▶ **Excerpt**
────────

AIO_WAIT_WHILE questions

Dietmar Maurer posted 1 patch 4 years ago
Test docker-mingw@fedora passed
Test docker-quick@centos7 failed
Test checkpatch failed
Test FreeBSD passed
Test asan failed
Patches applied successfully (tree, apply log)
git fetch https://github.com/patchew-project/qemu tags/patchew/1242491200.59.1585326983523@webmail.proxmox.com
Maintainers: Stefan Hajnoczi <stefanha@redhat.com>, Fam Zheng <fam@euphon.net>, Max Reitz <mreitz@redhat.com>, Kevin Wolf <kwolf@redhat.com>
AIO_WAIT_WHILE questions
Posted by Dietmar Maurer 4 years ago
Hi all,

I have a question about AIO_WAIT_WHILE. The docs inside the code say:

 * The caller's thread must be the IOThread that owns @ctx or the main loop
 * thread (with @ctx acquired exactly once).

I wonder if that "with @ctx acquired exactly once" is always required?

I have done a quick test (see code below) and this reveals that the condition is not
always met.

Or is my test wrong (or the docs)?

────────

▶ **Data excerpt**
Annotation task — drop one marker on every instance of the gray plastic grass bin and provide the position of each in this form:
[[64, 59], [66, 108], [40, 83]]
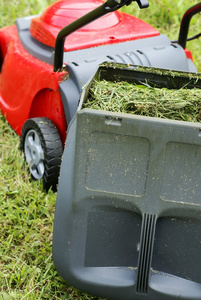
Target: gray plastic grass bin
[[128, 211]]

────────

▶ **Problems to solve**
1. Who posted the AIO_WAIT_WHILE page?
2. Copy the AIO_WAIT_WHILE page from "I wonder if" to "always met.", swapping "quick test" for "simple test".
3. Name every maintainer listed on the AIO_WAIT_WHILE page.

▶ **Responses for each task**
1. Dietmar Maurer

2.
I wonder if that "with @ctx acquired exactly once" is always required?

I have done a simple test (see code below) and this reveals that the condition is not
always met.

3. Stefan Hajnoczi, Fam Zheng, Max Reitz, Kevin Wolf